» Exercise objective:
Put everything from the line containing "Identify the dry" down to the end of the entries into a two-column CSV with the columns text and answer. Give one row per entry, with its text and its answer each in a single quoted field and any line breaks changed to spaces.

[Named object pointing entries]
-- Start --
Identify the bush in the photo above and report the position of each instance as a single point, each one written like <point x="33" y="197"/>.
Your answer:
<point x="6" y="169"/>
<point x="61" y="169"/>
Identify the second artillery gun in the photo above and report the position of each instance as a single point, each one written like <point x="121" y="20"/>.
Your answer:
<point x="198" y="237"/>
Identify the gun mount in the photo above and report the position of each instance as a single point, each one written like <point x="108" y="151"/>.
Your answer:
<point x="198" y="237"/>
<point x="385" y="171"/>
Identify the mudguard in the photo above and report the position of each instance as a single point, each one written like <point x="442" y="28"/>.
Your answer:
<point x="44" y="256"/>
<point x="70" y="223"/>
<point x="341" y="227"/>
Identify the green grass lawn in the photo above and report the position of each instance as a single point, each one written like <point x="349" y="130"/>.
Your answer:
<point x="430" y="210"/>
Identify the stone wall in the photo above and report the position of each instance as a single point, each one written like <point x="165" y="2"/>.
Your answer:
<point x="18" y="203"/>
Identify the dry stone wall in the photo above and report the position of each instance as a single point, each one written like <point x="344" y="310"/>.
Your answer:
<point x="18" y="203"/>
-- End --
» Exercise answer:
text,answer
"Identify the dry stone wall in the photo above and report the position of each instance as a single point, each one written like <point x=""344"" y=""310""/>. Your answer:","<point x=""18"" y=""203""/>"